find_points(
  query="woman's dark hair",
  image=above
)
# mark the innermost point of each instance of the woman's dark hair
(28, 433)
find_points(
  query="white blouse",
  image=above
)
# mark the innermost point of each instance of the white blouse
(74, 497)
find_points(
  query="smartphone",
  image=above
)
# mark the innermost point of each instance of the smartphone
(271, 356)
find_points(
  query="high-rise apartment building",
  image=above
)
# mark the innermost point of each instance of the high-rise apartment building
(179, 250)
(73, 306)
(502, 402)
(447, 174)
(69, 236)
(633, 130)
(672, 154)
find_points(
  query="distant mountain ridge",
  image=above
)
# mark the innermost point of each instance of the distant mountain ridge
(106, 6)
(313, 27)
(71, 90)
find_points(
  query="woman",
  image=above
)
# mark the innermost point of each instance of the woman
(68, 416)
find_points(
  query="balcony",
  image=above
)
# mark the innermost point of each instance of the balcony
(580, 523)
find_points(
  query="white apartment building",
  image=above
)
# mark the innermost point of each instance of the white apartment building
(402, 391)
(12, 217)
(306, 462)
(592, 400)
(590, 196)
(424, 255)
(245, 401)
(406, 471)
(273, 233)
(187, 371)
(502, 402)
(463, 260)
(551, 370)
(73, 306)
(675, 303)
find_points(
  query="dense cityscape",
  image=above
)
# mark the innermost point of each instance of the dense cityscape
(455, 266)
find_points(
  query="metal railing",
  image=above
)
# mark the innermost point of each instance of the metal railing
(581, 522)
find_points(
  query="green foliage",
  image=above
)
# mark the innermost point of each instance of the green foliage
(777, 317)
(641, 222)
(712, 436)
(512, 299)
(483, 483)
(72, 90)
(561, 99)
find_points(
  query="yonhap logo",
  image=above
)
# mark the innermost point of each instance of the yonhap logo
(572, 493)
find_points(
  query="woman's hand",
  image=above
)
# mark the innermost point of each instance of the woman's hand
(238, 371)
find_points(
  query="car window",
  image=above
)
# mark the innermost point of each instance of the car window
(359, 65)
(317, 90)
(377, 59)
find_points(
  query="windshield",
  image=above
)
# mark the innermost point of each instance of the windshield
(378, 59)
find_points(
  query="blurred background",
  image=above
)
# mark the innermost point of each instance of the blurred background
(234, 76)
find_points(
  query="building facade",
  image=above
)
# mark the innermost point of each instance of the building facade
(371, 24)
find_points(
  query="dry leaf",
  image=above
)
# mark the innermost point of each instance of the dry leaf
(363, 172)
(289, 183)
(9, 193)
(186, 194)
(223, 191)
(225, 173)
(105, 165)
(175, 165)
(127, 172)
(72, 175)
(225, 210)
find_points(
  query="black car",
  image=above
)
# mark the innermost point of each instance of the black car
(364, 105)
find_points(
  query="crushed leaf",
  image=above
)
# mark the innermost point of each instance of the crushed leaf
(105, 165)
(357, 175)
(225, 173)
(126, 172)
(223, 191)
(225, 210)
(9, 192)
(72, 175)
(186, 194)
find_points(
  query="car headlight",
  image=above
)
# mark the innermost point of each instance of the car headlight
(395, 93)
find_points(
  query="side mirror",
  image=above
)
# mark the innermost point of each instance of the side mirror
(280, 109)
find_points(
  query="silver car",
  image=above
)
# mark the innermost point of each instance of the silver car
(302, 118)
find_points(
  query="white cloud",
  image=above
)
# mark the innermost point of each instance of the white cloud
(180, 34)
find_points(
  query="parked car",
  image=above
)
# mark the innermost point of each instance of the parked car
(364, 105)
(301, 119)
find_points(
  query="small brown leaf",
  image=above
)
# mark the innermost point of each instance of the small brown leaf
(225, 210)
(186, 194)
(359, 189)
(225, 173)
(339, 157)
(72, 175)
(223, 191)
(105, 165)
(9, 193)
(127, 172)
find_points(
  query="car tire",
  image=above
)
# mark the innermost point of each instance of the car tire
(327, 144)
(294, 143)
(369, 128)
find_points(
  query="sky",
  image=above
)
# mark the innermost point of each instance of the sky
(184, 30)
■ ■ ■
Gather every line of the records above that contains the string "dark", and copy each one unchanged.

> _Answer to the exercise_:
  query="woman's dark hair",
# mark the innermost point of each instance of the woman's dark hair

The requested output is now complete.